AIM OF THE TASK:
The entries below should be copied exactly and completely.

----

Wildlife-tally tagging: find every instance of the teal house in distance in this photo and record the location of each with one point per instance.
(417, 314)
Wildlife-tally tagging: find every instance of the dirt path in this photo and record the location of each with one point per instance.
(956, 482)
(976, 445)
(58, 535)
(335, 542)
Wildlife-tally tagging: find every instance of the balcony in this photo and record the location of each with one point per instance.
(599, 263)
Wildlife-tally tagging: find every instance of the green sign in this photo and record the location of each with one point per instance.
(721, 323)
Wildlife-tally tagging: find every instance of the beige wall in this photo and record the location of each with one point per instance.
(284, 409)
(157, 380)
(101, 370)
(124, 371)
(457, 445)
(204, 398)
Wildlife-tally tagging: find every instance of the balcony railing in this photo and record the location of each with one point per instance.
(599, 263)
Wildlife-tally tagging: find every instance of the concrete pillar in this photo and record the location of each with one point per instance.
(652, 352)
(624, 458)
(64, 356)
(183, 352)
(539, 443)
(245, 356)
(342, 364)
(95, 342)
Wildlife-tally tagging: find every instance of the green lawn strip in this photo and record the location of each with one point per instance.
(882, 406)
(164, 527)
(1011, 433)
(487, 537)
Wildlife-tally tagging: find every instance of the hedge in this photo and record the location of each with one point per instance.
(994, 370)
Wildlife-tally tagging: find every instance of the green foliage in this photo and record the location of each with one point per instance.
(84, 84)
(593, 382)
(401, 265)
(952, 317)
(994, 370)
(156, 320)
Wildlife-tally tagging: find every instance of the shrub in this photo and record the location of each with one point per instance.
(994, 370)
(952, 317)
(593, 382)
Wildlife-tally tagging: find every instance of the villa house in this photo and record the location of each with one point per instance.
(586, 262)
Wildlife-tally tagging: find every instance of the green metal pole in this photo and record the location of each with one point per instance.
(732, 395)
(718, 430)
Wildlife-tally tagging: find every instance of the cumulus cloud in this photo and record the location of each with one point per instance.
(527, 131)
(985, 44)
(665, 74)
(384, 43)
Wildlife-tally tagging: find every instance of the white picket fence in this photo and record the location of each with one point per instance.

----

YOUR SOLUTION:
Wildlife-tally tagging: find every instance of the teal house in distance in this photo and record the location of each with one point per instance.
(417, 314)
Wildlife-tally tagging: find every instance of the dirt path in this photo and record the location of each with one point per instance.
(956, 482)
(976, 445)
(58, 535)
(335, 542)
Wildlife-tally tagging: find every instance of the balcony in this photo and record the location of each with one point per instance.
(599, 263)
Wildlife-tally tagging: find every instance of the green sign in this photo and record the location of each with one point per instance.
(721, 323)
Wildlife-tally tagging: find every instance of the beige wall in this photo and record the location of each with one point per instance.
(284, 409)
(157, 380)
(101, 370)
(124, 371)
(457, 445)
(204, 398)
Wildlife-tally tagging: find every instance of the balcony railing in this photo and record the location of each with one point per instance.
(599, 263)
Wildlife-tally tagging: find every instance of the concrete pillar in this photo and record the location of each with one point per instance.
(652, 352)
(624, 458)
(64, 356)
(183, 352)
(539, 443)
(245, 356)
(342, 364)
(95, 342)
Wildlife-tally tagging: find every instance of the green lawn strip in this photo and record the location of each with one point per instance.
(882, 406)
(164, 527)
(1011, 433)
(487, 537)
Wildlife-tally tagging: find every instance of the hedge in this photo and record the location of each with one point per instance.
(994, 370)
Wildlife-tally tagging: find every instance of the green foliage in this photo and record the location of each with one point per instance.
(84, 84)
(593, 382)
(401, 265)
(952, 317)
(994, 370)
(156, 320)
Wildlife-tally tagging: find every instance of the shrub in this photo and record the location of each with one point per instance.
(994, 370)
(952, 317)
(593, 382)
Wildlife-tally tagging: find every instance of the villa house in this photo and record the location of each with one point per instance.
(586, 262)
Wildlife-tally tagging: find every instance of the green metal pole in this photo and record the location of each with one point per instance.
(732, 395)
(718, 430)
Wildlife-tally tagging: find every instance of the cumulus cloud in this photo and record the location of each with one point per instance.
(527, 131)
(985, 44)
(665, 74)
(384, 43)
Wildlife-tally tagging: find every instance of the white picket fence in this photo and record the location of each with one point per instance.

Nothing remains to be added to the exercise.